Records of labeled points:

** BEGIN **

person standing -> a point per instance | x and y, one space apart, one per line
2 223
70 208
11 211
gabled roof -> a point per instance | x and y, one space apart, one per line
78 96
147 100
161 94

** END **

YOUR GOAL: Format every line of the records above as a numbered list, leaving out any blank lines.

COMPLETED EXERCISE:
1. person standing -> a point per instance | x and y, one space apart, one per line
2. 2 223
3. 70 208
4. 11 211
5. gabled roof -> a point per instance | x and y, one space apart, one per line
6. 78 96
7. 147 100
8. 161 94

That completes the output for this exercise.